• _Exercise description_
Copy the listing below line for line, with every character unchanged.

• _Exercise data_
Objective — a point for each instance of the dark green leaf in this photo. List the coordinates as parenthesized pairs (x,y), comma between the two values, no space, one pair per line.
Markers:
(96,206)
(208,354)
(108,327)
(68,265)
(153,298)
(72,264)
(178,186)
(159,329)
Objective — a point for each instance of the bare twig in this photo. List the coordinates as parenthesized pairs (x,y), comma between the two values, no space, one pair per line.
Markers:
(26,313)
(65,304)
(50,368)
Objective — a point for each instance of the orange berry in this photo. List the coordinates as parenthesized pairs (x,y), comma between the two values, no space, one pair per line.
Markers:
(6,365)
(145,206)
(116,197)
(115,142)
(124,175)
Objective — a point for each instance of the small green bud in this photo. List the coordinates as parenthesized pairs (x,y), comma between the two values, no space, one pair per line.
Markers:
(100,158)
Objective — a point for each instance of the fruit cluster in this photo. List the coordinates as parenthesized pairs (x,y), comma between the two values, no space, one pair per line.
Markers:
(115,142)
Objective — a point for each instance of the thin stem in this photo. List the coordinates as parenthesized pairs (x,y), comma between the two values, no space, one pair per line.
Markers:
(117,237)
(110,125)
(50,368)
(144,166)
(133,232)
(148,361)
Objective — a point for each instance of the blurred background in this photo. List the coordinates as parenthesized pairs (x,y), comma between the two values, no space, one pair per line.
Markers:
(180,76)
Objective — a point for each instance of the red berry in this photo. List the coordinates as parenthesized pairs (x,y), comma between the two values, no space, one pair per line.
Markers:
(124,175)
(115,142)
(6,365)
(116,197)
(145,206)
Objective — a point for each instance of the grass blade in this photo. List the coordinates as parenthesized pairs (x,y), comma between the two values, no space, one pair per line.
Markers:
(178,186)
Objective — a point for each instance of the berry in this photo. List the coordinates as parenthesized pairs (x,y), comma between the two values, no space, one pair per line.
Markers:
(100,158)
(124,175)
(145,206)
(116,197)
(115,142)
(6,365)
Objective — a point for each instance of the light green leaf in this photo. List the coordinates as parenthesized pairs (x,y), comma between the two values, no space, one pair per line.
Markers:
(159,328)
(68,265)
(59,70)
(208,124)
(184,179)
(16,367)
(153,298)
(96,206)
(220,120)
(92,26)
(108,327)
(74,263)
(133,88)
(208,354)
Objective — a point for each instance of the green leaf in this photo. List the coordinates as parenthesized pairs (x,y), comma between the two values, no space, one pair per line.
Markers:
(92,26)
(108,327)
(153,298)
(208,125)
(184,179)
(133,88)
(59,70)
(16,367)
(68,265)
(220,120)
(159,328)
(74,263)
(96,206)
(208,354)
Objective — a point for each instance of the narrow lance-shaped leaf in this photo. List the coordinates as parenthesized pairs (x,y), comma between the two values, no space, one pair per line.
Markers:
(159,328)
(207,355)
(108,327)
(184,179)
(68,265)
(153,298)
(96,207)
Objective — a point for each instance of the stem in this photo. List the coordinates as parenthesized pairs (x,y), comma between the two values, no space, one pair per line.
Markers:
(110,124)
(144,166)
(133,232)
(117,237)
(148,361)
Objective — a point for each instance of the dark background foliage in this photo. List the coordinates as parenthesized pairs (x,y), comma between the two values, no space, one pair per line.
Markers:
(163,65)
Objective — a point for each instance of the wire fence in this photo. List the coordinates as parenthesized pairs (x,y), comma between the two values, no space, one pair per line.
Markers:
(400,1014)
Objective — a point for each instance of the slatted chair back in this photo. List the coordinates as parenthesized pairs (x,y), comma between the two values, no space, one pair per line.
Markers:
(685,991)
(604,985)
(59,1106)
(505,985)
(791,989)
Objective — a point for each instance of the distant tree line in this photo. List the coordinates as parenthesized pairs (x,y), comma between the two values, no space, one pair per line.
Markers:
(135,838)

• _Solution for this problem_
Objective — a point for each instance of the dark green leaf in this photo. List the coordinates as parenthesized pairs (x,y), comma between the two values, no space, one pair per line.
Markers:
(96,206)
(208,354)
(108,327)
(68,265)
(153,298)
(72,264)
(178,186)
(159,329)
Objective — a point for each instance of the bare twig in this photo. List the coordinates as parenthesized pairs (x,y), comma between the two values, no space, one pair per line.
Markers:
(26,313)
(65,304)
(50,368)
Objective — a point for each instance of the orange berry in this photo. List the coordinates as parenthesized pairs (x,y), comma between the two values, no space, one pair per line.
Markers:
(6,365)
(145,206)
(116,197)
(115,142)
(124,175)
Objective — a point for each instance of the small green bud in this photo. List the coordinates as parenthesized pairs (x,y), comma between the two values, no space, one pair per line.
Markers:
(100,158)
Objective — a point for each instance of the fruit cluster in this photo. List the coordinates as parenthesized pairs (x,y), comma between the two values, no space, one pair per line.
Markers:
(115,142)
Objective — a point for each instance of the thin stem in this photo. List the coordinates as parenthesized pairs (x,y), comma between the two values, no space, one pair per line.
Markers:
(117,237)
(110,125)
(50,368)
(144,166)
(133,232)
(148,361)
Objective — a point for each instance of the blurred background in this photo. List the coordinates as parenthesized pairs (x,y), comma between the two values, no space, one pair per line.
Markers:
(180,76)
Objective — a point for each instance of the red berry in this photo. List the coordinates as parenthesized pairs (x,y), comma between the two values, no space, one pair per line.
Markers:
(124,175)
(115,142)
(6,365)
(116,197)
(145,206)
Objective — a point for each instance of the grass blade in this photo. List the coordinates as parenthesized pairs (x,y), comma between the two values, no space, one pair per line.
Markers:
(178,186)
Objective — a point for each instance of the berry in this photo. List the coordinates as parenthesized pairs (x,y), comma between the two values, no space, one pair per line.
Markers:
(100,158)
(124,175)
(145,206)
(116,197)
(115,142)
(6,365)
Objective — a point for each instance of the light green leaf in this photo. List the coordinates as parenthesized pairs (x,y), comma between the two values, no space, one pair per line.
Markers:
(159,328)
(68,265)
(59,70)
(208,124)
(184,179)
(16,367)
(153,298)
(96,206)
(220,120)
(92,26)
(108,327)
(74,263)
(133,88)
(208,354)
Objective — a point for each instance of the green leaf in this photo. List the coordinates as parenthesized pairs (x,y), comma between the two values, no space, one pair per line.
Markers:
(92,26)
(108,327)
(153,298)
(208,125)
(184,179)
(133,88)
(59,70)
(16,367)
(68,265)
(220,120)
(159,328)
(74,263)
(96,206)
(208,354)
Objective — a point for each instance of the narrow lance-shaped leaf in this photo. List the coordinates as parenthesized pairs (x,y), comma between the two values, no space, one pair per line.
Markers:
(159,328)
(207,355)
(108,327)
(184,179)
(68,265)
(153,298)
(96,207)
Objective — a point for each instance of the stem in this photo. List the coordinates as parenthesized pairs (x,y), comma between the two values, no space, one pair per line.
Markers:
(110,124)
(144,166)
(133,232)
(117,237)
(148,361)
Objective — a point for each instance of the dark background foliage in this photo. List the coordinates as parenthesized pairs (x,y), comma between the two values, no space, one pair per line.
Markers:
(163,65)
Objective — a point for each instance of the wire fence in this photo. List the coordinates as parenthesized pairs (x,y), comma between the two values, no space, one pair per line.
Markers:
(400,1014)
Objective — a point for each instance of the slatted chair back in this photo. List the coordinates as parenthesized pairs (x,y), comma between the two values, no space, one pair per line.
Markers:
(685,991)
(604,985)
(59,1106)
(505,985)
(791,989)
Objective — a point for each instance of the distant tree line in this photo. List the coordinates as parenthesized pairs (x,y), comma between the two values, no space, one pair per line.
Markers:
(135,838)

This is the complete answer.